What the exercise asks: In the records, each line holding "berry" must be reported.

Data to examine:

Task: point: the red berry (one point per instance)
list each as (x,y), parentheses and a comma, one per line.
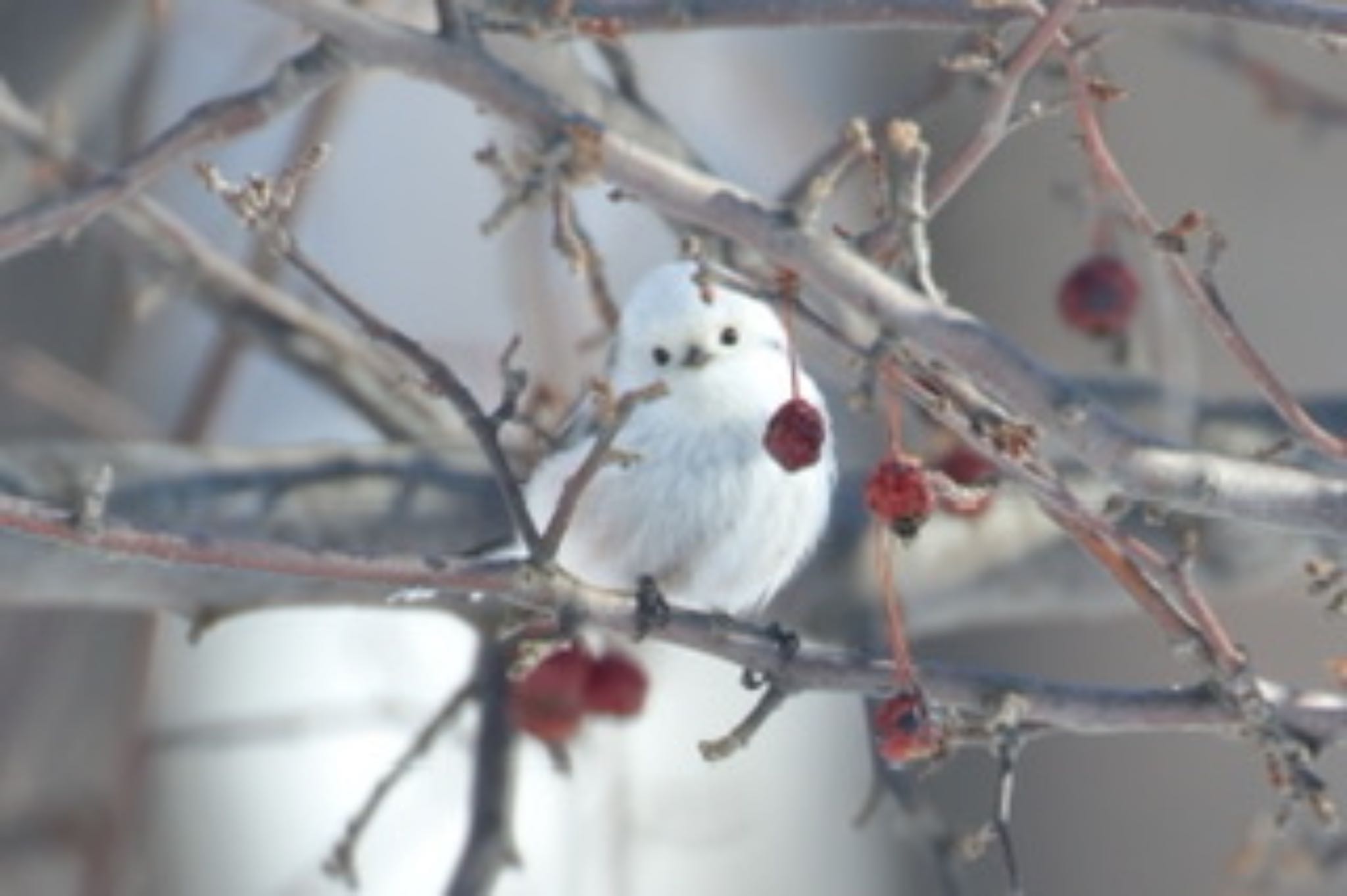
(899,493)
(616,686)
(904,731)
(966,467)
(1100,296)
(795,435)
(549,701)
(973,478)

...

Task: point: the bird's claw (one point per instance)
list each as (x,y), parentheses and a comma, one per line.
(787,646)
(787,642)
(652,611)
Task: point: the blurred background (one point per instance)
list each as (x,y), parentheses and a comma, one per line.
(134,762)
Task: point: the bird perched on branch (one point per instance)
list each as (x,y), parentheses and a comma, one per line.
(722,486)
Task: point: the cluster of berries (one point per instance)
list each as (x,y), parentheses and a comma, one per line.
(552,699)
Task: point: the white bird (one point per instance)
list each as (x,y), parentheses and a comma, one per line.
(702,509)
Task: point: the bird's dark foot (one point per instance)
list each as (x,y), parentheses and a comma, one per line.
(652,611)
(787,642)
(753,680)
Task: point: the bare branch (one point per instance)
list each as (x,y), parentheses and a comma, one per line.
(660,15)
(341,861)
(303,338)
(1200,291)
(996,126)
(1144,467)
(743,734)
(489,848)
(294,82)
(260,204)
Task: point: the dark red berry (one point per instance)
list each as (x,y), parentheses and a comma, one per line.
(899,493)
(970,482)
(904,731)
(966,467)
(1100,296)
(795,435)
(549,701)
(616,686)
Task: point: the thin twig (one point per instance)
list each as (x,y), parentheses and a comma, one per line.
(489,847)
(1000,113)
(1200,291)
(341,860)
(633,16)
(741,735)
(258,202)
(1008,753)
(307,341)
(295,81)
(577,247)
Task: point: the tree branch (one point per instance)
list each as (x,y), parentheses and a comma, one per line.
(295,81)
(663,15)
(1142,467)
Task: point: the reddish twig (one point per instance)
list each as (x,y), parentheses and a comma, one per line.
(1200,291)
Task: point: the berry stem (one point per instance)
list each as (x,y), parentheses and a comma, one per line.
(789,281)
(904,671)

Solved problem:
Task: point: the red berry (one point per instance)
Task: point: the dark red berry (one point per instance)
Task: point: the berry stem (one point per instance)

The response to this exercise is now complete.